_提示文_.
- - - - - - -

食べるまでの間に食中毒の原因菌がお弁当内で増殖する可能性があります。
そのため、お弁当を作る際にいかに菌をつけないか・増やさないかが重要です。
以下では、食中毒の原因菌を「つけない」「増やさない」ための対策を解説します。
手を清潔にする
お弁当を調理する前の手洗いは必須です。
人間の手には特に多くの雑菌がついており、雑菌が付いた手で調理すると、それが食中毒の原因になる場合があります。
調理の前はもちろん、生の肉や魚を触った後、調理中もこまめに手を洗い清潔を保つことが大切です。
ママの中には、お弁当に入れるレシピをスマホで見ながら作る人もいるでしょう。スマホにはたくさんの雑菌が付いているので、触った後はしっかり手を洗いましょう。
そして、手を洗った後はキッチンペーパーなどを使ってしっかり水分を拭き取ってくださいね。
お弁当箱や使う食器類を消毒する
お弁当箱はもちろん、調理に使う器具類はすべて熱湯消毒するのがおすすめです。
菌が付いていた場合、熱湯消毒によって殺菌できる可能性があります。
お弁当箱は蓋と本体だけではなく、蓋部分のゴムパッキンも取り外して消毒しましょう。
耐熱温度を確認し、高温でもOKであれば熱湯をかけてください。
熱湯をかけた後は清潔な布巾で水分を拭き取り、しっかり乾燥させましょう。
なお、筆者は熱湯消毒のあと必ずアルコールスプレーを吹きかけるようにしています。
個人的に愛用しているのが「パストリーゼ」です。
食品に直接かけられるアルコールスプレーなので安心して使えますよ。
お弁当に入れるおかずにはしっかり火を通す
多くの菌は熱に弱いため、食材にしっかり火を通すことで対処できます。
目安は75度以上で1分以上加熱すること。おかずの中までしっかり火が通るように調理しましょう。
特に、大きめのおかず(唐揚げ・ハンバーグなど)は火が通りにくいので、いつもより小さめサイズにして調理するのがおすすめです。
半熟卵は、お弁当の見た目が映えるだけではなく美味しく、おかずとして人気です。
しかし、中まで完全に火が通っていないため、お弁当には入れない方が良いでしょう。
お弁当に入れて長時間持ち歩くことを考慮し、ちくわなど加熱せずに使える食材も念の為に加熱してから入れてくださいね。
おかずの水分をしっかり切る/水分が多い食材を入れない
細菌は水分が多い環境でも増殖します。
煮物はお弁当に入れたいおかずのひとつですが、汁気が多いので避けるのが無難です。
もしどうしても入れたければ、水分を吸収するような揚げ玉や鰹節を下に敷いてから詰めるなど、工夫してみてください。
また生野菜や果物も水分量が多く、夏場のお弁当に入れるのは避けた方が良い食材です。
揚げる・焼くといった調理工程のおかずが夏のお弁当にはおすすめ。

- - - - - - -

_課題 A_.
提示文の「そして、手を洗った後はキッチ」から「お弁当箱は蓋と本体だけではなく、蓋部分のゴムパッキンも取り外して消毒しましょう。」まで(両端を含む)を、「熱湯消毒」を「煮沸消毒」に改めて示してください。
_課題 B_.
提示文では、おかずを加熱する際の目安として何が挙げられていますか。
提示文だけを根拠にすること。

_提供資料_.
- - - - - - -

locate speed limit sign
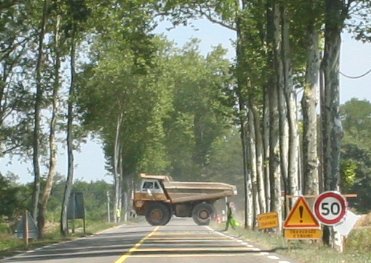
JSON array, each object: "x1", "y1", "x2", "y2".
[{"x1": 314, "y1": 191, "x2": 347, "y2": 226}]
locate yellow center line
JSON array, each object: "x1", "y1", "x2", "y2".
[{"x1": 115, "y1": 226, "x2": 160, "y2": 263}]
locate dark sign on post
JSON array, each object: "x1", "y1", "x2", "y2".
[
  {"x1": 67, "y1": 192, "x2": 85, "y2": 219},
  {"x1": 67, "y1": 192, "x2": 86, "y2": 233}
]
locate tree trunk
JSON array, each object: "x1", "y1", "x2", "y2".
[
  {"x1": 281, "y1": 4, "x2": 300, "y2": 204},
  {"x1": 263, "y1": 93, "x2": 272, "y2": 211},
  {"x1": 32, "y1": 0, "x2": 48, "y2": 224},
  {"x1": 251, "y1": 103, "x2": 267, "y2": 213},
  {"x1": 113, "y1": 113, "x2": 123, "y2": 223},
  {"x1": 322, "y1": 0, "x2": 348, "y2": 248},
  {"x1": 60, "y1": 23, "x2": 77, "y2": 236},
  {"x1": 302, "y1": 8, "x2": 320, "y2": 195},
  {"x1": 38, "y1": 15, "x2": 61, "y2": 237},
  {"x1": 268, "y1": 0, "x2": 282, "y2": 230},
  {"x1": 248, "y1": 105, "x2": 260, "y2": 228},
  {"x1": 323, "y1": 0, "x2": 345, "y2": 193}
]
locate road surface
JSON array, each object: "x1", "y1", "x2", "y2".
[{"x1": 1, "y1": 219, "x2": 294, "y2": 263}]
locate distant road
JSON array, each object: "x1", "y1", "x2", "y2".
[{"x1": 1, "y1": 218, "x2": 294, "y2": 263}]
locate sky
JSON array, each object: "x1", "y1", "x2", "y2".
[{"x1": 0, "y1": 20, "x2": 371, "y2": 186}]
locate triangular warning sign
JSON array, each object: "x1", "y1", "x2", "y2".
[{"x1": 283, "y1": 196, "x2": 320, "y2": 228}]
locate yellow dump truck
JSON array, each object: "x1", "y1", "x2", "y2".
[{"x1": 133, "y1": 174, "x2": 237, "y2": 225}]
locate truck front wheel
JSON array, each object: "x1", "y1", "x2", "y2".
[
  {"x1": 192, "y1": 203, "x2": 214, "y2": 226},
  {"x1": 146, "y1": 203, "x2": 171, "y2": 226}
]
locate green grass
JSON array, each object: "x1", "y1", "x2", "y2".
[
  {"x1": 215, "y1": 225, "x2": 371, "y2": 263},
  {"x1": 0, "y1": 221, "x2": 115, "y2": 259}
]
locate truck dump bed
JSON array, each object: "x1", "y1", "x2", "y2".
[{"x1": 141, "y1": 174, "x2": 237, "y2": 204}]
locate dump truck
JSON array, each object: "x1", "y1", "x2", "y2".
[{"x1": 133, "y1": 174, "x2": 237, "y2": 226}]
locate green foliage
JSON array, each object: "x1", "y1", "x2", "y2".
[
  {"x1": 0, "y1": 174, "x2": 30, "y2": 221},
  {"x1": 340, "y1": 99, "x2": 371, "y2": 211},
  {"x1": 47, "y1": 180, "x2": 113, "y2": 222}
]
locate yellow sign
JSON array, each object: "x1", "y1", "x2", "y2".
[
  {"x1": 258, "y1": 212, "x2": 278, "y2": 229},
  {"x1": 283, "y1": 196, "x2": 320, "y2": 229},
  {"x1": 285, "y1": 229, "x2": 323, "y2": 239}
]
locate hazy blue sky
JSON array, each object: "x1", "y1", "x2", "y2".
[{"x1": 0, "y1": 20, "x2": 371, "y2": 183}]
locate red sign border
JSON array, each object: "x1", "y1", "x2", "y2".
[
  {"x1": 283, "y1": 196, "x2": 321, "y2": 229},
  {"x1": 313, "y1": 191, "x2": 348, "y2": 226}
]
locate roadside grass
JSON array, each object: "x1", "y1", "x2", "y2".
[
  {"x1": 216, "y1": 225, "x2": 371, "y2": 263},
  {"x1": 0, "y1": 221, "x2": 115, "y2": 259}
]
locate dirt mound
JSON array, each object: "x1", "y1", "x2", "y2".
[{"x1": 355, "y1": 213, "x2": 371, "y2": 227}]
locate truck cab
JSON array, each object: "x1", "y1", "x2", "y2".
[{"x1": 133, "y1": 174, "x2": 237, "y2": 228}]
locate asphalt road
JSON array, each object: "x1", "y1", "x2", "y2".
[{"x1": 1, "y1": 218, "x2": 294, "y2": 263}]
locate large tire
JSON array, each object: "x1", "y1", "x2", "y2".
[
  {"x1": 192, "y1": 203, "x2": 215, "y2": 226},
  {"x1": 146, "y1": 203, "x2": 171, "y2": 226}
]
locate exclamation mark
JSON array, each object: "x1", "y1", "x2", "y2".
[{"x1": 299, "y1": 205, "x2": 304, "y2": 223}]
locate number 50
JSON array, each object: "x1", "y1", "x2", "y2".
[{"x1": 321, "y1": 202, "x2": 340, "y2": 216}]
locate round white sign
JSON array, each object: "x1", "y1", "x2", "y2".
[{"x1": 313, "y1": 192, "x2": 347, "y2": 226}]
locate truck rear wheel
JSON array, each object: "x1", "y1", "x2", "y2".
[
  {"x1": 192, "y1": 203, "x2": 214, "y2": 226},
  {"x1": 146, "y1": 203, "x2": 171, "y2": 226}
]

- - - - - - -

_回答 A_.
そして、手を洗った後はキッチンペーパーなどを使ってしっかり水分を拭き取ってくださいね。
お弁当箱や使う食器類を消毒する
お弁当箱はもちろん、調理に使う器具類はすべて煮沸消毒するのがおすすめです。
菌が付いていた場合、煮沸消毒によって殺菌できる可能性があります。
お弁当箱は蓋と本体だけではなく、蓋部分のゴムパッキンも取り外して消毒しましょう。

_回答 B_.
75度以上で1分以上加熱することです。